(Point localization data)
☆ ☆ ☆
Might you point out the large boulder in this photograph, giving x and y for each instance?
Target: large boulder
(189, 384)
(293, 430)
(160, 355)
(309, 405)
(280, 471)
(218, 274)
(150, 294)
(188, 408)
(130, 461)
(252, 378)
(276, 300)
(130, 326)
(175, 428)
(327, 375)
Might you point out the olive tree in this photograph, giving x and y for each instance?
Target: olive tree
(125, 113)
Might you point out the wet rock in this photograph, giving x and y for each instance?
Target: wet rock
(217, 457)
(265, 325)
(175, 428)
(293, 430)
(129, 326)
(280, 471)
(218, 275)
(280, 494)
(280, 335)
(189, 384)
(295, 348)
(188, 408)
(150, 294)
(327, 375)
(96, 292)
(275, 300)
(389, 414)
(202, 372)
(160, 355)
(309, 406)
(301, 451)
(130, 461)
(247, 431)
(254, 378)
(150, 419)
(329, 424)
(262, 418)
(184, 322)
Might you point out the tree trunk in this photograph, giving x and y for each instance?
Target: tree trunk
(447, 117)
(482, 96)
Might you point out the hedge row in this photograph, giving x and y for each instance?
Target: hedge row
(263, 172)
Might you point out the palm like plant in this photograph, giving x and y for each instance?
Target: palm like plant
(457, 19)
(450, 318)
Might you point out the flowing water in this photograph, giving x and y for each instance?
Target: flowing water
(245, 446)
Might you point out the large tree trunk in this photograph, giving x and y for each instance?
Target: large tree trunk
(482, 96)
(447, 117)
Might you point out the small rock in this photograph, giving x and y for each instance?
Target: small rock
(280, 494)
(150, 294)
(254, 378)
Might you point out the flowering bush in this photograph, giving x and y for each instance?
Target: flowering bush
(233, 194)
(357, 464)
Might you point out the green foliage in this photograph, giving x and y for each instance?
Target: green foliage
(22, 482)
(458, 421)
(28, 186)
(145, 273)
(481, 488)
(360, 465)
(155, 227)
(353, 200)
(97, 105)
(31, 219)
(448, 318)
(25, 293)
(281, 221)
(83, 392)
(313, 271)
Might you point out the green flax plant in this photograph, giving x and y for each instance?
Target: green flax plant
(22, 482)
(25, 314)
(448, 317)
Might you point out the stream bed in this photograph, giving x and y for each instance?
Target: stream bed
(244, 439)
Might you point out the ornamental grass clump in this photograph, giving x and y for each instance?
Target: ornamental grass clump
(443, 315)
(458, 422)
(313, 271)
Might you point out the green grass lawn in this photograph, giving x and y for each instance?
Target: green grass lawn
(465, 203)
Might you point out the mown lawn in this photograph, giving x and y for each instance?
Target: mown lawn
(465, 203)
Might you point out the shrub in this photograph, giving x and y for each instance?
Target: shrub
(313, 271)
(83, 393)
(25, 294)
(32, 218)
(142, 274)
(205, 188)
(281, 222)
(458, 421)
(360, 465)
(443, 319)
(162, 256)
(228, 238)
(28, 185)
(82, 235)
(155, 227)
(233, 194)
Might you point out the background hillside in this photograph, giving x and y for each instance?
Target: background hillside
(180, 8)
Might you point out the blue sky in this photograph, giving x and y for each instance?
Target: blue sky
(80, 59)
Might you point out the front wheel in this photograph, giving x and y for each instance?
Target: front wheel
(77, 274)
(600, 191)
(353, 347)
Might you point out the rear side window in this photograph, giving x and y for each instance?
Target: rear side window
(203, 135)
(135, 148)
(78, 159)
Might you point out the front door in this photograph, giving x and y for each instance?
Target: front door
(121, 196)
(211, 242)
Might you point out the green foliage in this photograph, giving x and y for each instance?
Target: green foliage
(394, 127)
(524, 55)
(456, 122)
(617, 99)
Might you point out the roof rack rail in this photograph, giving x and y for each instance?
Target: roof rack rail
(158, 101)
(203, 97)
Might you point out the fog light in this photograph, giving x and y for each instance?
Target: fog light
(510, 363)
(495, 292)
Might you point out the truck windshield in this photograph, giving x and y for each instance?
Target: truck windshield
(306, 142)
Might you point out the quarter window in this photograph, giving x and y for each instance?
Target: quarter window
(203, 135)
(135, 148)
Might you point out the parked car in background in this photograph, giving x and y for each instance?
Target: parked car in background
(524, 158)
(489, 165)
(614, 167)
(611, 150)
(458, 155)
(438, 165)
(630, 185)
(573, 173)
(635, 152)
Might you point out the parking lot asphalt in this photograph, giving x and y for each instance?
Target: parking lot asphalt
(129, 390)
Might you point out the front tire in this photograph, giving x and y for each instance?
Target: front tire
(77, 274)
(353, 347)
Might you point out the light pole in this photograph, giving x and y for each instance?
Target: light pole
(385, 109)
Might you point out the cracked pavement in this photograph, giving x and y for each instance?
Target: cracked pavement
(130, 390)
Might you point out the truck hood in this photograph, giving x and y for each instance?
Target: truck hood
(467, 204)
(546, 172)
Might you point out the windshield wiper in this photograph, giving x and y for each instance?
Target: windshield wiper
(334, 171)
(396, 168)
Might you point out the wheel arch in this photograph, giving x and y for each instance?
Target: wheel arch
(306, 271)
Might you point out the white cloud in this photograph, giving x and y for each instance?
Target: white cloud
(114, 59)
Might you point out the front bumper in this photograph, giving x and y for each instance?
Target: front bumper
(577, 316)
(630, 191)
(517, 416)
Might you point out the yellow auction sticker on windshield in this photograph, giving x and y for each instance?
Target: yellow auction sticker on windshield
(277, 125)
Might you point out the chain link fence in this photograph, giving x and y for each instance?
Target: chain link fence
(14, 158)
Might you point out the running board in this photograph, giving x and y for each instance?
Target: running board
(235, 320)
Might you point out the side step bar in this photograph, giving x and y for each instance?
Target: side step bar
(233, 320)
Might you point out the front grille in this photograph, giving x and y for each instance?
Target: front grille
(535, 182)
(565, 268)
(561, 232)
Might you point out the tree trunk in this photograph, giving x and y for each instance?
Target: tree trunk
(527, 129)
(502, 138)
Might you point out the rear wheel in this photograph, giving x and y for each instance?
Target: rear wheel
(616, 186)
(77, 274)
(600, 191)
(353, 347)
☆ ☆ ☆
What to produce — For each line in the data, set it down again exactly.

Worked solution —
Might you point out the large boulder in this photograph, giving x and y for each instance?
Target: large boulder
(189, 384)
(293, 430)
(160, 355)
(309, 405)
(280, 471)
(218, 274)
(150, 294)
(188, 408)
(130, 461)
(252, 378)
(276, 300)
(130, 326)
(175, 428)
(327, 375)
Might you point out the olive tree in this photograph, giving x and y for each instance?
Target: olive tree
(125, 113)
Might you point out the wet rock in this photograph, giving x and y for each instance?
Target: wet rock
(217, 457)
(265, 325)
(175, 428)
(293, 430)
(129, 326)
(280, 471)
(218, 275)
(280, 494)
(280, 335)
(189, 384)
(295, 348)
(188, 408)
(150, 294)
(327, 375)
(96, 292)
(275, 300)
(389, 414)
(202, 372)
(160, 355)
(309, 406)
(301, 451)
(130, 461)
(247, 431)
(254, 378)
(150, 419)
(329, 424)
(262, 418)
(184, 322)
Might you point out the tree trunk in this photograph, giving x and y for each instance?
Target: tree trunk
(447, 117)
(482, 96)
Might you point out the hedge row in this photograph, giving x and y for each instance?
Target: hedge row
(263, 172)
Might you point out the palm like plant in this photograph, giving x and y for each instance?
Target: palm like plant
(457, 19)
(450, 318)
Might you point out the flowing water in this photograph, giving x and y for each instance?
Target: flowing water
(245, 446)
Might you point out the large tree trunk in this photograph, giving x and y for each instance?
Target: large tree trunk
(482, 96)
(447, 117)
Might you point out the small rock in this photograph, giving x and y for each instance?
Target: small rock
(280, 494)
(150, 294)
(254, 378)
Might you point out the flowering bush in this photograph, giving x and y for each instance?
Target: flowering bush
(233, 194)
(357, 464)
Might you point out the green foliage in this photograph, giving x and y for each instance?
Target: green foliage
(22, 482)
(458, 421)
(28, 186)
(145, 273)
(481, 488)
(360, 465)
(155, 227)
(353, 200)
(97, 105)
(31, 219)
(448, 318)
(25, 293)
(281, 221)
(83, 392)
(313, 271)
Might you point out the green flax plant in this photograph, giving x and y for each instance?
Target: green flax plant
(22, 482)
(25, 314)
(448, 317)
Might you point out the stream bed in this photograph, giving x and y for each instance?
Target: stream bed
(244, 439)
Might you point out the ornamental grass clump in this photograph, giving x and y for each instance?
Target: ornamental grass clump
(443, 315)
(458, 422)
(313, 271)
Might you point out the green grass lawn in this photograph, giving x and y for each instance?
Target: green grass lawn
(465, 203)
Might you point out the mown lawn in this photograph, giving x and y for each instance?
Target: mown lawn
(465, 203)
Might you point out the shrub in this photograph, giving x and y for each instance?
Target: shrub
(313, 271)
(83, 393)
(25, 294)
(32, 218)
(142, 274)
(205, 188)
(281, 222)
(458, 421)
(360, 465)
(443, 319)
(162, 256)
(228, 238)
(28, 185)
(82, 235)
(155, 227)
(233, 194)
Might you point out the background hillside in this photograph, giving x and y for each instance?
Target: background hillside
(180, 8)
Might you point out the blue sky in this photograph, giving x and y for each instance?
Target: blue sky
(80, 59)
Might you point out the front wheel in this photograph, giving x and y for each instance?
Target: front wheel
(77, 274)
(600, 191)
(353, 347)
Might you point out the rear side window in this photograph, giving x and y for each instance?
Target: rear side window
(203, 135)
(135, 148)
(78, 159)
Might you point out the front door in this photograph, giving x and y for each instance?
Target: front door
(121, 196)
(211, 242)
Might you point out the green foliage in this photograph, giving x and y for each instance?
Target: green foliage
(394, 127)
(524, 55)
(456, 122)
(617, 99)
Might you point out the roof rack rail in this photograph, giving x and y for each instance?
Target: roof rack rail
(158, 101)
(203, 97)
Might you point out the fog light in this photograph, giving x and y for each instance?
Target: fog light
(510, 363)
(495, 292)
Might you point out the truck windshield in this photograph, giving x and y for each instance?
Target: truck windshield
(306, 142)
Might you point out the quarter window in this photograph, giving x and y for each instance?
Target: quarter window
(203, 135)
(135, 148)
Might you point out the parked car in background in this photograph, giving x and y for each instance?
Target: parked car in background
(524, 158)
(489, 165)
(614, 167)
(611, 150)
(458, 155)
(438, 165)
(630, 185)
(573, 173)
(635, 152)
Might you point out the parking lot asphalt in this photograph, giving x and y for each instance?
Target: parking lot asphalt
(129, 390)
Might you point out the front tire in this photograph, giving x and y for each instance?
Target: front tire
(77, 274)
(353, 347)
Might you point out the light pole in this photograph, giving x and y for each instance?
Target: light pole
(385, 109)
Might you point out the cracked pavement in this photograph, giving x and y for each instance?
Target: cracked pavement
(130, 390)
Might you point out the truck hood in this photograph, giving x and y for each instance?
Target: truck hood
(467, 204)
(546, 172)
Might you point out the windshield wiper in this photograph, giving x and y for each instance?
Target: windshield wiper
(334, 171)
(396, 168)
Might you point out the wheel arch in this photograph, giving x and y for each instance?
Target: wheel arch
(306, 271)
Might you point out the white cloud in this photograph, giving x and y for each instance?
Target: white cloud
(114, 59)
Might you point out the front bumper in this photograph, giving x and y for each instance?
Target: front bumper
(577, 316)
(630, 191)
(517, 416)
Might you point out the yellow auction sticker on windshield in this photograph, giving x and y for each instance?
Target: yellow auction sticker on windshield
(277, 125)
Might you point out the chain link fence in this photograph, giving x and y for each instance?
Target: chain link fence
(14, 158)
Might you point out the running board in this photograph, giving x and y for each instance?
Target: running board
(235, 320)
Might you point out the side step bar in this photograph, giving x and y for each instance?
Target: side step bar
(233, 320)
Might you point out the front grille in this photograph, giving x and y for each instance?
Target: front grille
(535, 182)
(565, 268)
(561, 232)
Might you point out the tree trunk in this photograph, giving x and y for each instance?
Target: tree trunk
(527, 129)
(502, 138)
Might you point out the rear wheel in this photograph, giving x and y for each instance?
Target: rear wheel
(616, 186)
(77, 274)
(600, 191)
(353, 347)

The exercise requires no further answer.